═════ DATA FOR THE TASK

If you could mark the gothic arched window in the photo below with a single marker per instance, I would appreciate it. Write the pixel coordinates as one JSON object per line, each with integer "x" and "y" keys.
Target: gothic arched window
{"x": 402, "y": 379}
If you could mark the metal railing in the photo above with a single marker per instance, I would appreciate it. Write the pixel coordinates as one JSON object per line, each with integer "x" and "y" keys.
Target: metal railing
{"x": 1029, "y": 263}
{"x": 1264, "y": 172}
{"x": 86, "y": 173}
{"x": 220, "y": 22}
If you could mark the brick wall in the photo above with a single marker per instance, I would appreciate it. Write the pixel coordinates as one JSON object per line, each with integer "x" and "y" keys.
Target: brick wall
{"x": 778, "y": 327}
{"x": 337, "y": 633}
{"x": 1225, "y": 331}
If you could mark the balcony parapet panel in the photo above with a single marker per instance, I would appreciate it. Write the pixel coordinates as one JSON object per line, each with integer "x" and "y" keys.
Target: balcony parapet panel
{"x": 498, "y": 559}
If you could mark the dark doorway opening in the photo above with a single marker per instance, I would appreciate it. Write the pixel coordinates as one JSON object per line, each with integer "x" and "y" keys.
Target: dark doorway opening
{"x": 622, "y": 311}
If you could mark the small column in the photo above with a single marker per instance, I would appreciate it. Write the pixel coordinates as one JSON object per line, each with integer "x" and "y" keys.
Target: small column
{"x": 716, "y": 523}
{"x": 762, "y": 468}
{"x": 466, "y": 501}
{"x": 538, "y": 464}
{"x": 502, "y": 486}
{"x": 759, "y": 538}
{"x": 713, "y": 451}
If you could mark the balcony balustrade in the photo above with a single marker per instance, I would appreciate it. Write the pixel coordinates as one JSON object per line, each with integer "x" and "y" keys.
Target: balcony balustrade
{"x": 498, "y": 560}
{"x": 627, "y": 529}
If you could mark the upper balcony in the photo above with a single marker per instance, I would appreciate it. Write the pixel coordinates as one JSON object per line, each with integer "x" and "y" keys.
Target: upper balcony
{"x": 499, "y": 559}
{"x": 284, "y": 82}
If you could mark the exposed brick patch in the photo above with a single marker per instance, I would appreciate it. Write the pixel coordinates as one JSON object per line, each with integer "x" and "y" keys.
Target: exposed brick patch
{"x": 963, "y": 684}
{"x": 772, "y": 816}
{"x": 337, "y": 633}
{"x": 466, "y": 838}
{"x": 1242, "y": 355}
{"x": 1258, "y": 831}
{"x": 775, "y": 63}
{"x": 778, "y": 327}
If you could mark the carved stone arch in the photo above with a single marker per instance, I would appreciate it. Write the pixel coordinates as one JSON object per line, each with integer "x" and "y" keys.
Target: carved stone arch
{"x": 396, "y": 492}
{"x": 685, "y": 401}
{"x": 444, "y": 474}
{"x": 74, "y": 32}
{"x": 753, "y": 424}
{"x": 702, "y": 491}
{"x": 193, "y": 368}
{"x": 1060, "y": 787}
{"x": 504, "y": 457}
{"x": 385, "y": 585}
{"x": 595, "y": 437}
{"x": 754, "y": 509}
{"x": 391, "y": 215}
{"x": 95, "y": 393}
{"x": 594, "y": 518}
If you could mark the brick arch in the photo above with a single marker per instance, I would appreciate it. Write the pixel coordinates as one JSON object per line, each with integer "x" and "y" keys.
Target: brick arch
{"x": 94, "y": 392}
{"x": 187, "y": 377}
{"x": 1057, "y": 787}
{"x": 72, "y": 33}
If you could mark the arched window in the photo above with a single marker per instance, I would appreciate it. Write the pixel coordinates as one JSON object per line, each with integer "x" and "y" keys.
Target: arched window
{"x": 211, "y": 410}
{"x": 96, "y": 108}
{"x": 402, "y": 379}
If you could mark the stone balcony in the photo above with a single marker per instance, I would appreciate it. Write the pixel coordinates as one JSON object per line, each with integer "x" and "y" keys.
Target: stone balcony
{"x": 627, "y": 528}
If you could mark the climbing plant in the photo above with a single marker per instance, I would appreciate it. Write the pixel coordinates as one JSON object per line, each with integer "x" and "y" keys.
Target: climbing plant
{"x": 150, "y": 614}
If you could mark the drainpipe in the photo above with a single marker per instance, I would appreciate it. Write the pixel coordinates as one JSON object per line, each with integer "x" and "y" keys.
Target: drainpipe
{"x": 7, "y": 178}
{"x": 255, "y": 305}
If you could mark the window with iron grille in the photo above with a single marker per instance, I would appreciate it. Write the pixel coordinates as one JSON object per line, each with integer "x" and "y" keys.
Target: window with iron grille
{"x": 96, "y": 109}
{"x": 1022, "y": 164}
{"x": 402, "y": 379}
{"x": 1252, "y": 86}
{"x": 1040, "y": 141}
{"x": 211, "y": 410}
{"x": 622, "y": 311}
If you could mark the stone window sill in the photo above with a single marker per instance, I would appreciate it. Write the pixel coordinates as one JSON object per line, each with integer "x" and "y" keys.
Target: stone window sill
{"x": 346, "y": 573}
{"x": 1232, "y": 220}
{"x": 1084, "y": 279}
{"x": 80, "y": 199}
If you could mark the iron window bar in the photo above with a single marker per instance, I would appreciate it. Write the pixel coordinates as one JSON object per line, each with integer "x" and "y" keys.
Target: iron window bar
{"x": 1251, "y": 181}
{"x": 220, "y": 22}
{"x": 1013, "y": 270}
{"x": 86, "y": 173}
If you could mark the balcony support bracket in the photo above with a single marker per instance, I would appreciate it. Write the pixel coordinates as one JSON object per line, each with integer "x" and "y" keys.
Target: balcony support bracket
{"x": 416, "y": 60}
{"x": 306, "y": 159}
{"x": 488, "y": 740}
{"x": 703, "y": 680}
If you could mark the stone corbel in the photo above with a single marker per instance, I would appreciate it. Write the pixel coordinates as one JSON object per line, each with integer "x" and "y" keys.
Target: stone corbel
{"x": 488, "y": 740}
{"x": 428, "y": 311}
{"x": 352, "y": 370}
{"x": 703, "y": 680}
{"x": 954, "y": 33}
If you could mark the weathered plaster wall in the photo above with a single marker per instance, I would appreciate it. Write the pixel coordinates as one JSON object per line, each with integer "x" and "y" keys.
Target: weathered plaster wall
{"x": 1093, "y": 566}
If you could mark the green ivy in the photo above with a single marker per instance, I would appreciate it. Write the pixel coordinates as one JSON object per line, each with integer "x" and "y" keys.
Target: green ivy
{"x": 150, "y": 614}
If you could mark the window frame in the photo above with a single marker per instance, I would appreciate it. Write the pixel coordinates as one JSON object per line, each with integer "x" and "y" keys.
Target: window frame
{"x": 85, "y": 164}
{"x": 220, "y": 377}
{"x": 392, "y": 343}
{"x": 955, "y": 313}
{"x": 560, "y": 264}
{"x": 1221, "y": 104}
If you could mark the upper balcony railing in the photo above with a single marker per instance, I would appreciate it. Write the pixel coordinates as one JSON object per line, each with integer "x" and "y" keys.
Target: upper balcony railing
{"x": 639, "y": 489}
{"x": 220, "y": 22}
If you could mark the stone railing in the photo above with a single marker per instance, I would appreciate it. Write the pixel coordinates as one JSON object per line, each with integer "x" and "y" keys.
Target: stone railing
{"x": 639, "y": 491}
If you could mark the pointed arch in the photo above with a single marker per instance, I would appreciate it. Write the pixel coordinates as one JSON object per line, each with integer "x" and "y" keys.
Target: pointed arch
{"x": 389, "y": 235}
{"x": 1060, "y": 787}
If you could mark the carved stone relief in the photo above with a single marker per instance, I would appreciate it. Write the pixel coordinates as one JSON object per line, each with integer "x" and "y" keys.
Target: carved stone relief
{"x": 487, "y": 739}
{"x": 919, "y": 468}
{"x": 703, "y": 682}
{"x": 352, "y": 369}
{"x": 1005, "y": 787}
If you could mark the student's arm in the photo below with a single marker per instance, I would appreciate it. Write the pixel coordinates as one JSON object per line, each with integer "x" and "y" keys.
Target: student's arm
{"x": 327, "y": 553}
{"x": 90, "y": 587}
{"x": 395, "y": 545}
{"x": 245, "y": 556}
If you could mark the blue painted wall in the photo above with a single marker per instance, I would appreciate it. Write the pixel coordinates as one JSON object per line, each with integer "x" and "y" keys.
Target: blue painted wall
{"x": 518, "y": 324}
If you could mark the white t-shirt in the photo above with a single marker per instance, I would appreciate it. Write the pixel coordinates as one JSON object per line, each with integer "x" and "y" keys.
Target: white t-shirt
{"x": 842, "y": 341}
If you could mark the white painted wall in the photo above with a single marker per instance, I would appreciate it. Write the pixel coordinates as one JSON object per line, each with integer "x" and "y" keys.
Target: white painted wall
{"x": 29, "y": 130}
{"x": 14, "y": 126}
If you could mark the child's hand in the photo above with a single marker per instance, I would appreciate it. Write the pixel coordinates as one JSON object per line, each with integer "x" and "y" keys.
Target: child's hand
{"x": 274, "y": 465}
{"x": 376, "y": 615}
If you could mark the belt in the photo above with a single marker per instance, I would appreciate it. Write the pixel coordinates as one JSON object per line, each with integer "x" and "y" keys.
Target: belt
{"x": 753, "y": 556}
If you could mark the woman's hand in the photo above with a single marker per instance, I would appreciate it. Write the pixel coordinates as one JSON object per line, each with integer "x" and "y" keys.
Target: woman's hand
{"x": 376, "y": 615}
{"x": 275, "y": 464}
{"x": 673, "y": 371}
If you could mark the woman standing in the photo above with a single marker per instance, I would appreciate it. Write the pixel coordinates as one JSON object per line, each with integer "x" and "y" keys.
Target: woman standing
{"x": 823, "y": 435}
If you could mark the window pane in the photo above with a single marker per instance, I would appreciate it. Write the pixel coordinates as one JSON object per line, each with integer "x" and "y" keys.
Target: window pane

══════════

* **YOUR OBJECTIVE**
An exact copy of the lines above, from the one containing "Target: pointed arch" through the one containing "If you could mark the white t-shirt", is the whole of the answer.

* **OUTPUT OF THE TASK**
Target: pointed arch
{"x": 389, "y": 235}
{"x": 1060, "y": 787}
If you could mark the carved stone relief in the photo above with a single marker per instance, I would appreciate it. Write the pixel coordinates as one JSON object per line, each with integer "x" and "y" keys.
Target: carved stone relief
{"x": 487, "y": 739}
{"x": 919, "y": 468}
{"x": 703, "y": 682}
{"x": 352, "y": 369}
{"x": 1005, "y": 787}
If you could mark the student's arm in the photo below with a single marker per instance, I would appreciate it. Write the pixel coordinates as one JSON object per line, each with integer "x" and "y" keys.
Target: student's arm
{"x": 327, "y": 553}
{"x": 90, "y": 587}
{"x": 395, "y": 545}
{"x": 245, "y": 556}
If you could mark the blue painted wall in the photo above with a single marker per instance, I would appreciate it. Write the pixel coordinates as one JSON object per line, each with integer "x" and "y" keys.
Target: blue painted wall
{"x": 518, "y": 324}
If you could mark the white t-shirt in the photo above with a single marker per instance, I would appreciate it. Write the pixel coordinates as one JSON object per line, each with integer "x" and "y" keys.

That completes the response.